# THE TASK
Reproduce the lines from the line with "# target: open doorway" to the line with "[[377, 169], [409, 149], [405, 117], [370, 122], [370, 165]]", both included, and scale each coordinate in the answer polygons by 2.35, rounding to whole numbers with halves rounded up. Leave the sample coordinates and all other text unchanged.

# Data listing
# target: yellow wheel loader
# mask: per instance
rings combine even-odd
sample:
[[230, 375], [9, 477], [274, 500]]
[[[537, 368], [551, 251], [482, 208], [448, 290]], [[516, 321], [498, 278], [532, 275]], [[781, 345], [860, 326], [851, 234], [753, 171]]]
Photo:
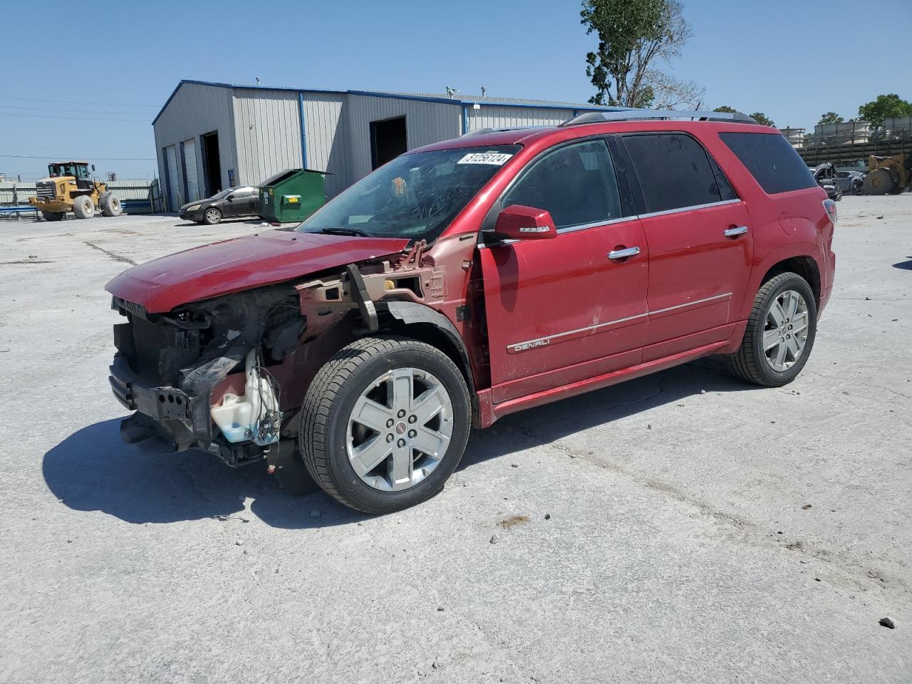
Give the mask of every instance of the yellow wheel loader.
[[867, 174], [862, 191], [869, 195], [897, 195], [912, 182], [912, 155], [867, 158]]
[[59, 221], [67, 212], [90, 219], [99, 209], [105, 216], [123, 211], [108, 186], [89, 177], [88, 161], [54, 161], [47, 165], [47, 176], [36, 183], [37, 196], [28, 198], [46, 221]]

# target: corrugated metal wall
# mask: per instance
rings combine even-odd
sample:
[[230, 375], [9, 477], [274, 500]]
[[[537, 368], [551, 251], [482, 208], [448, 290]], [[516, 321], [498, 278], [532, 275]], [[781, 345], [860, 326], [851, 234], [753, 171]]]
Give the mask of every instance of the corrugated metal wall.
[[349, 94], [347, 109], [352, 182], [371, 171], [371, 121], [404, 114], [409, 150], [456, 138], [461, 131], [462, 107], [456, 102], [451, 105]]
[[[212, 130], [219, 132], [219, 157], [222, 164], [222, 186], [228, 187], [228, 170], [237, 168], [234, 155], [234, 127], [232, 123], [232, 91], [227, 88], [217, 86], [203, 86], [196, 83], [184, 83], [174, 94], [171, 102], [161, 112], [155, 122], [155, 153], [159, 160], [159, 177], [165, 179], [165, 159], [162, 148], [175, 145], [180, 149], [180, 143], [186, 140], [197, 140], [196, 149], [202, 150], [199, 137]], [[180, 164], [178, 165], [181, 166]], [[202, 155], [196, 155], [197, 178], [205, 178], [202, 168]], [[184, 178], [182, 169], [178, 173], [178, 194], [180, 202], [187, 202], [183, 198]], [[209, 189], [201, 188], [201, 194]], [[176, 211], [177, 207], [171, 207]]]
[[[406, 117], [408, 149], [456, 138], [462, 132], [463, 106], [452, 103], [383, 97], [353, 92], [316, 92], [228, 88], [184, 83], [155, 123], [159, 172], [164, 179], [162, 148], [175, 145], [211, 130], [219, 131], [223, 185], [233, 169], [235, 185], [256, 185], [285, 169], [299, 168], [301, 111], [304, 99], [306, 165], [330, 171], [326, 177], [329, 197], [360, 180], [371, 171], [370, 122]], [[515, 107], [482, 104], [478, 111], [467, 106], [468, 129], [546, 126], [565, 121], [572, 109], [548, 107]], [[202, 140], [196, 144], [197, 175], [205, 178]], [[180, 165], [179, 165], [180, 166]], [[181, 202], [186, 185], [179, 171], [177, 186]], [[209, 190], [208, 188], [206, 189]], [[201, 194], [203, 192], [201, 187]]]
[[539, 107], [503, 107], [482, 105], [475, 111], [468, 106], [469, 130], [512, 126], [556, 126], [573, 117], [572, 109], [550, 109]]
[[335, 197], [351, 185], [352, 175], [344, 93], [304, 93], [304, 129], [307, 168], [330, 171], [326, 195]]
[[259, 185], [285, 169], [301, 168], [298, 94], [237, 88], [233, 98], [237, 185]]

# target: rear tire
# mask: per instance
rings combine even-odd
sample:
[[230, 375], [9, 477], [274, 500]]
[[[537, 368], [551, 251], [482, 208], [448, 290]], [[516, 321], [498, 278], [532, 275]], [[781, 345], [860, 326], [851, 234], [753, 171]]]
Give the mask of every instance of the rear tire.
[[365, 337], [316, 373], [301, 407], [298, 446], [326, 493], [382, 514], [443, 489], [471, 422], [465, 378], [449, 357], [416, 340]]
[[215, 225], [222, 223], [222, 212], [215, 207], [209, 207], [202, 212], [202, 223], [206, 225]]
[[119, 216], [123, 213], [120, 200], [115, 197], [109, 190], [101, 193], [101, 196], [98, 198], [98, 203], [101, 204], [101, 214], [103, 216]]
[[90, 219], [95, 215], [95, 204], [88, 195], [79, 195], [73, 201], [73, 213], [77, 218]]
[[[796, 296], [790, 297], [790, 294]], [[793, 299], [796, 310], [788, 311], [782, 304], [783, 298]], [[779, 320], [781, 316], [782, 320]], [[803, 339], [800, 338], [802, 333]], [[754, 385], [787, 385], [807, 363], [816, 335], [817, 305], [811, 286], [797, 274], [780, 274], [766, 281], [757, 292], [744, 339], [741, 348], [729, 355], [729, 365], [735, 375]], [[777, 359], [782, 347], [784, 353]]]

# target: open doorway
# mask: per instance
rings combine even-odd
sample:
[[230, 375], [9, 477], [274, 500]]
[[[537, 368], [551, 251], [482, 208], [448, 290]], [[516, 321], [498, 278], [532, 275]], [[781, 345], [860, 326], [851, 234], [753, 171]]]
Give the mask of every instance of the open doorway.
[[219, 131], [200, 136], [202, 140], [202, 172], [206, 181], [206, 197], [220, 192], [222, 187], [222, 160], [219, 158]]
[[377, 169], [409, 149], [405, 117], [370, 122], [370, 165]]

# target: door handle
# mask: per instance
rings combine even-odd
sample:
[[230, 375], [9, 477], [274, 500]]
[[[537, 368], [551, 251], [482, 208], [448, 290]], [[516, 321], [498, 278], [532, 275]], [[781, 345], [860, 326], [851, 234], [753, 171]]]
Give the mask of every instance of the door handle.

# SOLUTION BELOW
# target: open doorway
# mask: per instance
rings combine even-odd
sample:
[[230, 375], [9, 477], [274, 500]]
[[[537, 368], [551, 251], [482, 208], [448, 290]], [[516, 321], [498, 278], [532, 275]], [[781, 345], [860, 326], [851, 234], [753, 171]]]
Give the mask of every instance of the open doorway.
[[515, 308], [470, 320], [475, 329], [475, 404], [484, 425], [484, 463], [517, 451], [522, 439], [522, 376], [515, 371]]
[[886, 397], [961, 350], [952, 275], [870, 287], [870, 388]]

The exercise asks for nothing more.